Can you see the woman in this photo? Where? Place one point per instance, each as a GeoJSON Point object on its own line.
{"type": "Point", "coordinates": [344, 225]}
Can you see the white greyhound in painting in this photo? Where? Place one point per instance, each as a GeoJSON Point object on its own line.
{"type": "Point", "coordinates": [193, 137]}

# # #

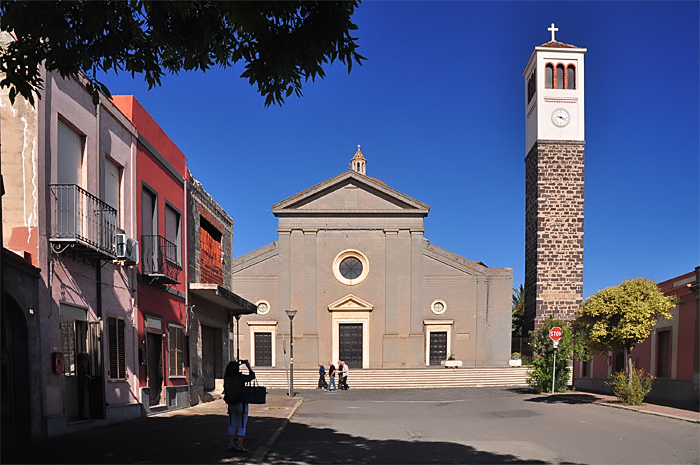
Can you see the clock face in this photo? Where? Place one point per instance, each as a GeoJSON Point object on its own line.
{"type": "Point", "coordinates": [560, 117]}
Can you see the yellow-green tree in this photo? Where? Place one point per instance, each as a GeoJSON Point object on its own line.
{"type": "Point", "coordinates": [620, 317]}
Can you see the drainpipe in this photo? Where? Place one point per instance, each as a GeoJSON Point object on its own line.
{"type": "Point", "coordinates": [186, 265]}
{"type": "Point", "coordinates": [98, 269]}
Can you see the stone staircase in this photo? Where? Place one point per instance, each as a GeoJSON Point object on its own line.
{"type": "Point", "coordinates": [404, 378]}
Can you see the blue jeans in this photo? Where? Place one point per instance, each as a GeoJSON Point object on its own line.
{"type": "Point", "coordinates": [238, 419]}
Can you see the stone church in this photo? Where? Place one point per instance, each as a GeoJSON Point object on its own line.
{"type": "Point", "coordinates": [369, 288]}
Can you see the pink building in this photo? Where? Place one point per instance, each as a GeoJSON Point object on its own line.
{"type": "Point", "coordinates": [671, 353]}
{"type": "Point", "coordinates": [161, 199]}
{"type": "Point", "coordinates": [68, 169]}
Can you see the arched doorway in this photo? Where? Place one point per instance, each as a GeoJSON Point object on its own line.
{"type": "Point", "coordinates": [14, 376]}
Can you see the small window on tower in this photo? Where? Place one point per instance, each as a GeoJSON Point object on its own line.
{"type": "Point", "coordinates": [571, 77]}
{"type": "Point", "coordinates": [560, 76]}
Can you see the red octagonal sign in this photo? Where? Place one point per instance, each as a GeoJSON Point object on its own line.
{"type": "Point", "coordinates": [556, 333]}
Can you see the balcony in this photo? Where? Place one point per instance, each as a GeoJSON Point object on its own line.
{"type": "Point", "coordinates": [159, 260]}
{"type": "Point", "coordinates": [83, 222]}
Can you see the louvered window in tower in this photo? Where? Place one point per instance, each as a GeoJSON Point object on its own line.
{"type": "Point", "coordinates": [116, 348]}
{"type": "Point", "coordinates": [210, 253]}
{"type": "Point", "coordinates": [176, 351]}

# # #

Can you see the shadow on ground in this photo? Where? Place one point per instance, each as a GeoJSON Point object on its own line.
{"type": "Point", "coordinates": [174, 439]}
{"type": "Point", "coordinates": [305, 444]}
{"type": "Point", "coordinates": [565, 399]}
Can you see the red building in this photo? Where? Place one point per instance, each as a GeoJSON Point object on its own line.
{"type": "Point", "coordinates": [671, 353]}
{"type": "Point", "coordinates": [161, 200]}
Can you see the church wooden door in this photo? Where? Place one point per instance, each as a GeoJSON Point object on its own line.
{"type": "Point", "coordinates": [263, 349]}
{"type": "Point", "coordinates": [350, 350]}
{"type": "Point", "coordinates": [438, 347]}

# # #

SET EXERCISE: Locate every line above that contains the word "stone" and copy each of those lines.

EXERCISE RESPONSE:
Can you see the stone staircase in this photo? Where? Place one point per instance, each as a GeoJSON Point object on its own line.
Can you see the stone church in this photo? Where? Place one point per instance, each as a GeoJSON Point object on its own line.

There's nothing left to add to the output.